Source material:
○ ○ ○ ○ ○ ○ ○

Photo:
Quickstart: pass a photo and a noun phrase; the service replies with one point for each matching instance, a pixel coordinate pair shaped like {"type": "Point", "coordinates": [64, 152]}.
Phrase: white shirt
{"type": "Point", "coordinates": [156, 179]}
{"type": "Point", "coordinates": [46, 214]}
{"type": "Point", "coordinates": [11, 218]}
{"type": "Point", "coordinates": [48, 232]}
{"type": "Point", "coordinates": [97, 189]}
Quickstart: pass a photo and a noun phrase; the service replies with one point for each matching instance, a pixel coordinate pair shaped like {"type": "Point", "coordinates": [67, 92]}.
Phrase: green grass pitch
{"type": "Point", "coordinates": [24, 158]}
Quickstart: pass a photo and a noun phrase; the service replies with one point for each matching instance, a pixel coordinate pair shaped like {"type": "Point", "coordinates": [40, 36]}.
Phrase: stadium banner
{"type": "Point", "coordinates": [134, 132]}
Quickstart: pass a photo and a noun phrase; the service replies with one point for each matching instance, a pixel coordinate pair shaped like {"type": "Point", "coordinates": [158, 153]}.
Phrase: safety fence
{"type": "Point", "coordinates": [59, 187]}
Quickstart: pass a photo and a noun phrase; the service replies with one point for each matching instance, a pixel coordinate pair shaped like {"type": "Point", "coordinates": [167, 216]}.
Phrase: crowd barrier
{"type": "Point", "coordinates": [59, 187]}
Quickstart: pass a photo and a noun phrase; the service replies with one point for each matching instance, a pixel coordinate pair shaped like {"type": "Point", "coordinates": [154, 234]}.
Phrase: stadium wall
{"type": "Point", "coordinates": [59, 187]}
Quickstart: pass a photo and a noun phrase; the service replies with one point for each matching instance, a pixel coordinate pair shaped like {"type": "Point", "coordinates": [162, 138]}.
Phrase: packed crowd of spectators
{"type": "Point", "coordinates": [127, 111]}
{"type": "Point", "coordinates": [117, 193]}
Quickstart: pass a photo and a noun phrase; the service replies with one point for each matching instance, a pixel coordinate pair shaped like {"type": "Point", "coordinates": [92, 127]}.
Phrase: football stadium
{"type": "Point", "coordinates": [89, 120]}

○ ○ ○ ○ ○ ○ ○

What is expected: With no line omitted, copy all the data exactly.

Task result:
Photo:
Quickstart: pass a photo and a noun phrase; the service replies with one point for each matching instance, a pixel coordinate pair shaped like {"type": "Point", "coordinates": [64, 152]}.
Phrase: white shirt
{"type": "Point", "coordinates": [156, 179]}
{"type": "Point", "coordinates": [46, 214]}
{"type": "Point", "coordinates": [11, 218]}
{"type": "Point", "coordinates": [48, 232]}
{"type": "Point", "coordinates": [97, 189]}
Quickstart: pass a photo and a noun phrase; the service replies with one point for each matching instance, a pixel coordinate pair shaped like {"type": "Point", "coordinates": [67, 92]}.
Phrase: green grass pitch
{"type": "Point", "coordinates": [24, 158]}
Quickstart: pass a photo and a noun phrase; the service replies with one point for each matching instance, a pixel coordinate pair shaped like {"type": "Point", "coordinates": [40, 36]}.
Phrase: stadium banner
{"type": "Point", "coordinates": [134, 132]}
Quickstart: pass a photo and a noun phrase; the service replies with one point for each matching instance, a pixel coordinate pair shaped like {"type": "Point", "coordinates": [158, 153]}.
Phrase: safety fence
{"type": "Point", "coordinates": [59, 187]}
Quickstart: pass a photo and a noun phrase; the service replies with one point for each matching instance, a pixel coordinate pair shaped like {"type": "Point", "coordinates": [167, 216]}.
Phrase: crowd barrier
{"type": "Point", "coordinates": [59, 187]}
Quickstart: pass a photo and a noun phrase; the service replies with one point for each matching instance, a pixel coordinate pair shaped like {"type": "Point", "coordinates": [154, 234]}.
Phrase: stadium wall
{"type": "Point", "coordinates": [59, 187]}
Quickstart: pass a photo and a noun phrase; the service replies with one point for each matching instance, a pixel coordinate pair shaped like {"type": "Point", "coordinates": [162, 138]}.
Phrase: packed crowd of spectators
{"type": "Point", "coordinates": [127, 111]}
{"type": "Point", "coordinates": [117, 193]}
Quickstart: pass a photo and a noun phrase; the service replies with one point for each matching instance, a pixel coordinate pair shaped like {"type": "Point", "coordinates": [92, 127]}.
Phrase: football stadium
{"type": "Point", "coordinates": [89, 120]}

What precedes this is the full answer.